» Job
Convert the stretch of records below, from the line containing "of the pine" through the line containing "[[251, 89]]" (both included), into a Markdown table with columns Row and Line, leaving out blank lines. Include no other lines.

» Provided data
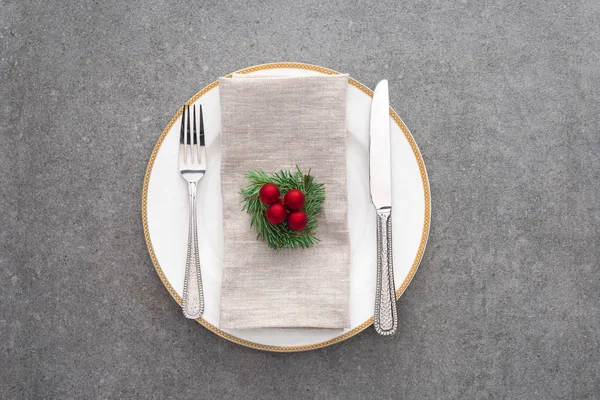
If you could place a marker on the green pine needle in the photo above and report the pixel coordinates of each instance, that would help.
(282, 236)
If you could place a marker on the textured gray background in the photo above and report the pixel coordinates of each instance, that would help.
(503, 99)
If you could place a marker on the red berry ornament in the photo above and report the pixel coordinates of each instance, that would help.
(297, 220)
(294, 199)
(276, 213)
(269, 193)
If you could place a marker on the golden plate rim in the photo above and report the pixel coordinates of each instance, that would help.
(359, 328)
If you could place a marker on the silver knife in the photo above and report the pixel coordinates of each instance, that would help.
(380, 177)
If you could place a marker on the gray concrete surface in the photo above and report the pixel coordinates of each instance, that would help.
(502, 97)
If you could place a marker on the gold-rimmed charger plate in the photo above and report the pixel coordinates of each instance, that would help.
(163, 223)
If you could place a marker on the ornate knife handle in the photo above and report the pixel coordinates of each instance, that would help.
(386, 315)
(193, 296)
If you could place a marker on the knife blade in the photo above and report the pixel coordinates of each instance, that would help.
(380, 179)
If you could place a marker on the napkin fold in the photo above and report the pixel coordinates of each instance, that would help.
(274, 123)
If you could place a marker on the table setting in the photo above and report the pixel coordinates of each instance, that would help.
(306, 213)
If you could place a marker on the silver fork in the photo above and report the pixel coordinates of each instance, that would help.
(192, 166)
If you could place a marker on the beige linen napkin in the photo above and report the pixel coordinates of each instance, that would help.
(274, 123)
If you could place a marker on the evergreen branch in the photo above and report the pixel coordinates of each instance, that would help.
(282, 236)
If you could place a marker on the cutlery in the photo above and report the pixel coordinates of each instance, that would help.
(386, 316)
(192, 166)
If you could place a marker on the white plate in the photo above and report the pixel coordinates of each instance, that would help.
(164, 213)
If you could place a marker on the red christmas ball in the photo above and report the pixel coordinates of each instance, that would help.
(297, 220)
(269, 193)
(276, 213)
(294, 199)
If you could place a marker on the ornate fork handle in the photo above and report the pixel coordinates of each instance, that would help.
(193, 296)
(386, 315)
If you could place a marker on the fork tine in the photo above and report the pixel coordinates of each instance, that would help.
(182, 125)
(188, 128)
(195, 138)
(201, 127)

--

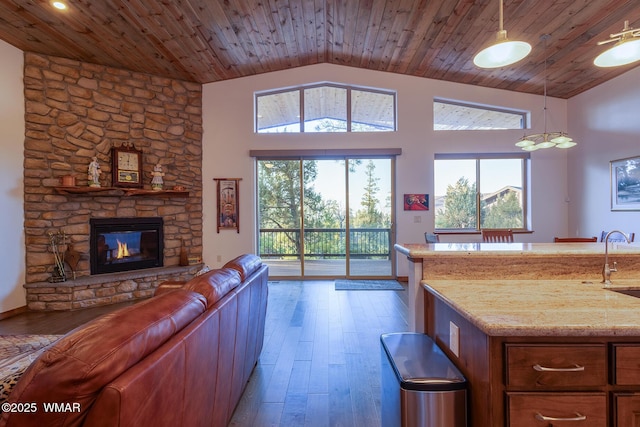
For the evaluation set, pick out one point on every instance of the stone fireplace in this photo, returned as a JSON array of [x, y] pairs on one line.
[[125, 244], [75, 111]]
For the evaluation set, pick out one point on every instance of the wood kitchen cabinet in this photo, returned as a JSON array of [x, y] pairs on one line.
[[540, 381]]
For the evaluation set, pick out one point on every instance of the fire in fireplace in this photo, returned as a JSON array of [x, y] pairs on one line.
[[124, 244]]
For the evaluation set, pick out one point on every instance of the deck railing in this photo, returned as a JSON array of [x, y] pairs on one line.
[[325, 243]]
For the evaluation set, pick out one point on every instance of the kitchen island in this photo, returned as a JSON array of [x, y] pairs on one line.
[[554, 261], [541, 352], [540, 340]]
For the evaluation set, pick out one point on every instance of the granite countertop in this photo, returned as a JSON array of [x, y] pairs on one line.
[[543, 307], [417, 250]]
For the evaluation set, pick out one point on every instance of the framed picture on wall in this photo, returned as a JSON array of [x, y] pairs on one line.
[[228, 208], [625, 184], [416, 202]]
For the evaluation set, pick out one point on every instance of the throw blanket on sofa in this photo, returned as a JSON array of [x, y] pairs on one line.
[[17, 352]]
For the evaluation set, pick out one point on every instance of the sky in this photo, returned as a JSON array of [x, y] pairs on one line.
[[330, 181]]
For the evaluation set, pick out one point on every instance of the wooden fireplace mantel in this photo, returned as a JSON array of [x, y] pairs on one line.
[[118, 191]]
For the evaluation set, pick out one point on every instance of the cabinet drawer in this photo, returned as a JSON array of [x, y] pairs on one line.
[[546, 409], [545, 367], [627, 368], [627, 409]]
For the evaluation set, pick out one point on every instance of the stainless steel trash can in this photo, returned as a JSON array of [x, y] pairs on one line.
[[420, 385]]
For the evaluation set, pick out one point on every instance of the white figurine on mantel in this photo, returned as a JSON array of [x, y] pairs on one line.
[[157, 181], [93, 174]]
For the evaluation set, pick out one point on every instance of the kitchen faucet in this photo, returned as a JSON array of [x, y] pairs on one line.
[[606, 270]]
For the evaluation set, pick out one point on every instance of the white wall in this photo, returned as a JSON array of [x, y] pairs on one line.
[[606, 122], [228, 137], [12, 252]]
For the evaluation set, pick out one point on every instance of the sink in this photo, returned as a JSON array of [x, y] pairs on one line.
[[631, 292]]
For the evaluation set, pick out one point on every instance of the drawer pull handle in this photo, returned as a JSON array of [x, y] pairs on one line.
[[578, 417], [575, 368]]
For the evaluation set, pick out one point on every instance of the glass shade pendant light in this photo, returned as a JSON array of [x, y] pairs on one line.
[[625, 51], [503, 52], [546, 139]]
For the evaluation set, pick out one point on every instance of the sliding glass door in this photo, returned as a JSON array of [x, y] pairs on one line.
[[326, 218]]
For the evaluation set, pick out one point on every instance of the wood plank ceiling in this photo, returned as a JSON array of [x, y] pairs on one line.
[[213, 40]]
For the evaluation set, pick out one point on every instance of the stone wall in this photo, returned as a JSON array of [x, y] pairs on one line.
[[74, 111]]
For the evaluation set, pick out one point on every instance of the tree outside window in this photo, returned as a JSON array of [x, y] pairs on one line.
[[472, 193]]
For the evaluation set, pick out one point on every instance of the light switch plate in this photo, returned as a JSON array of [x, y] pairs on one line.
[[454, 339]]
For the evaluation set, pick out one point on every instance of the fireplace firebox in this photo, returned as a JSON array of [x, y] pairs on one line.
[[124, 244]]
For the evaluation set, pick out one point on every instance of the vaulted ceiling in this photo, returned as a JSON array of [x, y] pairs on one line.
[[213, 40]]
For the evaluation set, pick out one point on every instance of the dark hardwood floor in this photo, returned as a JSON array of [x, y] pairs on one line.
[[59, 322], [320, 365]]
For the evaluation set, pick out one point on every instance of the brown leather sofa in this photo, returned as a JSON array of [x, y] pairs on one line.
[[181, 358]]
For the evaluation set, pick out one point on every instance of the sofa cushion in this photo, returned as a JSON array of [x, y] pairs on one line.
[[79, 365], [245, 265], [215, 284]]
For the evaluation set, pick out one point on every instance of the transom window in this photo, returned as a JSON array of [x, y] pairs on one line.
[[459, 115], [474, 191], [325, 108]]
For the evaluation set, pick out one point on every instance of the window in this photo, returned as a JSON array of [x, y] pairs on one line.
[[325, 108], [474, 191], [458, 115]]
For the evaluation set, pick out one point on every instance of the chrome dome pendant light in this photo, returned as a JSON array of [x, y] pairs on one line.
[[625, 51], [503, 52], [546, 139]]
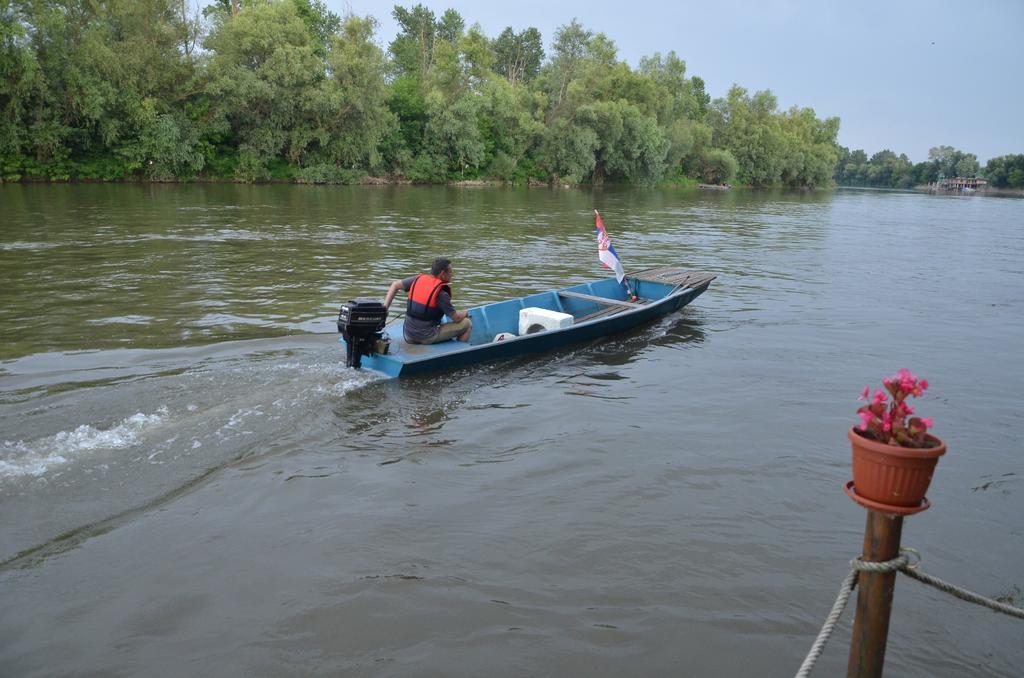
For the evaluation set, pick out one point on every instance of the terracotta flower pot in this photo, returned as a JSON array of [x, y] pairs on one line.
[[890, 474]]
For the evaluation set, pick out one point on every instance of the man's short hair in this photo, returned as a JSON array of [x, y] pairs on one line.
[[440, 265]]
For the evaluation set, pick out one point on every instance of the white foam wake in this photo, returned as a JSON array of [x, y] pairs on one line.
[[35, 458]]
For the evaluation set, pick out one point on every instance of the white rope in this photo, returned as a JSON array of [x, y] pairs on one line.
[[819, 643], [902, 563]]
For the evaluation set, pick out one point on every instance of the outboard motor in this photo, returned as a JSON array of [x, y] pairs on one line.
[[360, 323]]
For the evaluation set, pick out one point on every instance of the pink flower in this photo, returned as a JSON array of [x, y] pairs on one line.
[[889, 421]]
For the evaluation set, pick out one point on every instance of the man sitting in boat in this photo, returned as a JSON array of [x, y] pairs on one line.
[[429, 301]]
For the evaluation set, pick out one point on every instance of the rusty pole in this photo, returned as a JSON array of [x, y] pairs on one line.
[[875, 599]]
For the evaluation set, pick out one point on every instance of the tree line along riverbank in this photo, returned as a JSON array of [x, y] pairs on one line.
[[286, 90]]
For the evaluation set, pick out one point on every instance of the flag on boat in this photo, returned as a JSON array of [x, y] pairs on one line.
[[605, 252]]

---

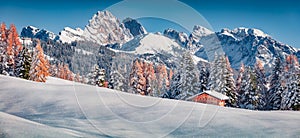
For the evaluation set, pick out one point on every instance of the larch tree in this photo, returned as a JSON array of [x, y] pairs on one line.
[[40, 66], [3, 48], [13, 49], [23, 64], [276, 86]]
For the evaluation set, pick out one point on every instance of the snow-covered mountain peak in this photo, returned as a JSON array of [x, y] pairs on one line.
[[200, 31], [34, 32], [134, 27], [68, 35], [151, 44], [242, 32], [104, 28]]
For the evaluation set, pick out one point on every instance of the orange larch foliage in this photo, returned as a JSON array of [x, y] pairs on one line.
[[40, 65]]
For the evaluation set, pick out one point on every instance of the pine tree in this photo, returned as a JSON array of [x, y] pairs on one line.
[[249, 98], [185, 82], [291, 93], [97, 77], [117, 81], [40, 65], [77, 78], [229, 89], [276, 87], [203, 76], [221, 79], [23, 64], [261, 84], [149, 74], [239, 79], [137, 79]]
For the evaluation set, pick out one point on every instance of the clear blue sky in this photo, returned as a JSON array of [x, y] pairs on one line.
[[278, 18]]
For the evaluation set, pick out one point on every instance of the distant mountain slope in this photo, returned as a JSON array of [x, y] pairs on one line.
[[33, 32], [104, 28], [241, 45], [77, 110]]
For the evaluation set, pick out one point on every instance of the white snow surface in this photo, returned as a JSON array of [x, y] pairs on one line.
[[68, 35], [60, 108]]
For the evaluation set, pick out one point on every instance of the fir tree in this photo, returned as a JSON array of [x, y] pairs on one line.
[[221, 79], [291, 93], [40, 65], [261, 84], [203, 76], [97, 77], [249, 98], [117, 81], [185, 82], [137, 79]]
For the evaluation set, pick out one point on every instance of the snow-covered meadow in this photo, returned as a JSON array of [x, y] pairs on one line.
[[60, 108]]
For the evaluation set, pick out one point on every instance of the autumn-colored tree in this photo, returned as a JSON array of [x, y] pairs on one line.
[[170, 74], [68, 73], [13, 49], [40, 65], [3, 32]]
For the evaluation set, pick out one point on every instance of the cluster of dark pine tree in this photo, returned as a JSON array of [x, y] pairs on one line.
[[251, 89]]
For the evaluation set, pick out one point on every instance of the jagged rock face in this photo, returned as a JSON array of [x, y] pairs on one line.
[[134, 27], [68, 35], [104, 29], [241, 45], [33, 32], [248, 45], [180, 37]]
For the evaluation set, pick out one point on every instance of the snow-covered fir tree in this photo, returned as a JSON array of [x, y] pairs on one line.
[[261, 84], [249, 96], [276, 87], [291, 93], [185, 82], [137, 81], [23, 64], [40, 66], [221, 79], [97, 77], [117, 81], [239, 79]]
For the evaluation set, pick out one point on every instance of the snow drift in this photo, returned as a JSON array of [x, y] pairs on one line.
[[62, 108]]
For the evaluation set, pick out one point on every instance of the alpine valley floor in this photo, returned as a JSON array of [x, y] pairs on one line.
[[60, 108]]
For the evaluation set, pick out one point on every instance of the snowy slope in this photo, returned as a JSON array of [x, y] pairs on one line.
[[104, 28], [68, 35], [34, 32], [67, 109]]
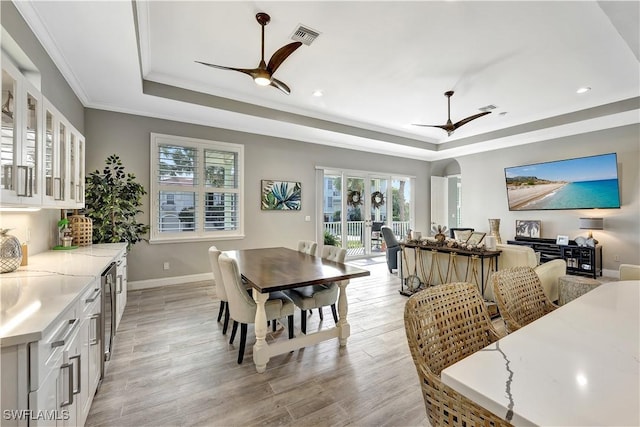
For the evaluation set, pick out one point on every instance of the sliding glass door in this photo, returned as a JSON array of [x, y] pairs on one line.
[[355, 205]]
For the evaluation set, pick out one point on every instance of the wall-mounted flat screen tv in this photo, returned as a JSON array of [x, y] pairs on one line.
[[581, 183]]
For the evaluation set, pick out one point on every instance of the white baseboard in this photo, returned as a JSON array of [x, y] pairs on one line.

» Solution for this task
| Row | Line |
|---|---|
| 1 | For the evaluation set, pick out one point on every instance of the pine tree in this photo, returned as a JSON array of [x, y] pairs on one line. |
| 2 | [[249, 98], [185, 82], [291, 93], [97, 77], [117, 81], [40, 65], [77, 78], [229, 89], [276, 87], [203, 76], [221, 79], [23, 64], [261, 84], [149, 74], [239, 79], [137, 79]] |
| 3 | For the evaluation set, pick out one point on every instance of the clear blue sky in this photo, returned as a JSON array of [x, y] pairs on one line. |
| 4 | [[278, 18]] |
| 5 | For the evaluation set, pick out one point on every instance of the distant mountain slope in this photo, returned as a JSON array of [x, y] pairs on one line. |
| 6 | [[33, 32], [104, 28], [241, 45], [77, 110]] |
| 7 | For the evaluation set, pick out one point on every instance of the white snow surface in this photo, returned as a JSON array of [x, y] pairs on one line. |
| 8 | [[68, 35], [60, 108]] |
| 9 | For the evaluation set, pick out one point on every instance of the fir tree in this photo, returned as a JSON array of [x, y] pairs on one line. |
| 10 | [[221, 79], [291, 93], [40, 65], [261, 84], [203, 76], [97, 77], [249, 98], [117, 81], [185, 82], [137, 79]] |
| 11 | For the evaluation set, pick out one point on every instance of the snow-covered meadow in this photo, returned as a JSON array of [x, y] pairs on one line. |
| 12 | [[60, 108]] |
| 13 | For the evaluation set, pick out one point on every instance of the autumn-colored tree in this photo, returned as a JSON array of [x, y] pairs on one line. |
| 14 | [[170, 74], [68, 73], [13, 49], [40, 65], [3, 32]] |
| 15 | For the evaluation set, pick out one point on every instance of the cluster of dark pine tree in this photo, returned as a JSON array of [x, y] pairs on one line. |
| 16 | [[251, 89]] |